Start of Extracted material
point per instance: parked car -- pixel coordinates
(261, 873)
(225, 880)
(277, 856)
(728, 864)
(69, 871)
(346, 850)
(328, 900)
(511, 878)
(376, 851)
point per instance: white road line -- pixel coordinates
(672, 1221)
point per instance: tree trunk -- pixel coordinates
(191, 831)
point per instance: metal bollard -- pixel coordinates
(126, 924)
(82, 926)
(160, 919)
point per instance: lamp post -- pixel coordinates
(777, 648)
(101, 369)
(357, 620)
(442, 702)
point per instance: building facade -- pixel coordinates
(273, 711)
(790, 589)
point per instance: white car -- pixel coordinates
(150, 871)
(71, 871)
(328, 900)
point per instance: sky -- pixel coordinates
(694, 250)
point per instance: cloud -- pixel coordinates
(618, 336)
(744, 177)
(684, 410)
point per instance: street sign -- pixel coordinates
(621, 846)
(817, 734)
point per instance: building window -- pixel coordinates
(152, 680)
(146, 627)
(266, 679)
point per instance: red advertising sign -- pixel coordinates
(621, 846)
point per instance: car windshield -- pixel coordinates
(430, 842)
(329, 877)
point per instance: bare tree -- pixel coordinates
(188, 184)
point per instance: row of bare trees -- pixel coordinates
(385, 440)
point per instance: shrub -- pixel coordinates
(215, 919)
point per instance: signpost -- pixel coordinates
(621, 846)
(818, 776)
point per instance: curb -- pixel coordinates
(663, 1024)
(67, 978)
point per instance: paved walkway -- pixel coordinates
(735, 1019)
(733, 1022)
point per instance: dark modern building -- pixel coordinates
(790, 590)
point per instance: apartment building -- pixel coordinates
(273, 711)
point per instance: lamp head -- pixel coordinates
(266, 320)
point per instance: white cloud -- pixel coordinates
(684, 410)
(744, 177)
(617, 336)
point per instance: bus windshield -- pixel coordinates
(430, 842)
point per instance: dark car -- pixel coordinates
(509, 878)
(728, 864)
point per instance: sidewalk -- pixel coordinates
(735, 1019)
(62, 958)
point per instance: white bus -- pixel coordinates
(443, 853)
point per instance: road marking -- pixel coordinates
End of Extracted material
Output the listing from the line containing "point per instance: white bus" through the end of the listing as a Markdown table with the columns Number and Entry. Number each row and omit any blank lines.

### Full solution
| Number | Entry |
|---|---|
| 1 | point per instance: white bus -- pixel coordinates |
| 2 | (443, 853) |
| 3 | point per instance: road marking -- pixel coordinates |